# [WHAT NEEDS TO BE DONE]
Transcribe every line of the following material verbatim, changing no character, spacing, or line order.

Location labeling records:
= = = =
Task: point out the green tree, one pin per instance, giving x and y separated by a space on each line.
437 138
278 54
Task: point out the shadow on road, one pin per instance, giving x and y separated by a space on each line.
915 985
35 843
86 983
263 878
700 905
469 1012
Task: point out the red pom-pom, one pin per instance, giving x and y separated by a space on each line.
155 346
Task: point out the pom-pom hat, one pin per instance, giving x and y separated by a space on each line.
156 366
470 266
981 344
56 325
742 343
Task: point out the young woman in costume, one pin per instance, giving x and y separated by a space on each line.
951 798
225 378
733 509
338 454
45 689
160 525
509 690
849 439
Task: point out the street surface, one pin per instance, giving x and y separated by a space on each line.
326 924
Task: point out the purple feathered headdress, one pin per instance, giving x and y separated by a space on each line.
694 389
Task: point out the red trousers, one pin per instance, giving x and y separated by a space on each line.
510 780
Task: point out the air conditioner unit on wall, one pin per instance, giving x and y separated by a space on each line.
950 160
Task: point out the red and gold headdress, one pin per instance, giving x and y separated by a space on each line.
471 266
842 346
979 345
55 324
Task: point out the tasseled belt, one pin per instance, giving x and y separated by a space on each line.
= = = =
# [WRITTEN ANSWER]
Task: point out the green tree, one pin per instance, giving x and y separated by a space on each line.
437 138
278 54
Task: point out the shadow on road, one pin per instance, giving x and y separated by a space on each line.
915 985
35 843
86 983
263 878
700 905
469 1012
Task: point out the red pom-pom, one pin per instance, giving x and y separated by a space on each line.
155 346
Task: point out the pom-pom hat, one pin per instance, giving x and y separated by a space on each line.
156 366
470 266
981 344
56 325
742 343
Task: point out the young woman in costume, one pin per instance, giving x and y separated by a space on each line.
951 798
225 378
733 509
338 454
45 689
160 525
509 690
849 439
Task: point out the street surface, one pin per instance, giving x and y separated by a space on each line.
326 924
Task: point out the purple feathered headdress, one pin per instance, giving x and y separated by a space on each line.
694 389
Task: point out the red trousers, one pin per instance, giving x and y separated by a space on each line.
510 780
Task: point out the air conditioner unit on wall, one pin per instance, giving x and y separated by a space on each line.
950 160
Task: point out the red and gold headdress, one pin per instance, giving x and y separated by a space on each line.
471 266
842 346
979 345
55 324
Task: point out the tasseled belt, one pin per instance, giving x and y separated by a space on each line.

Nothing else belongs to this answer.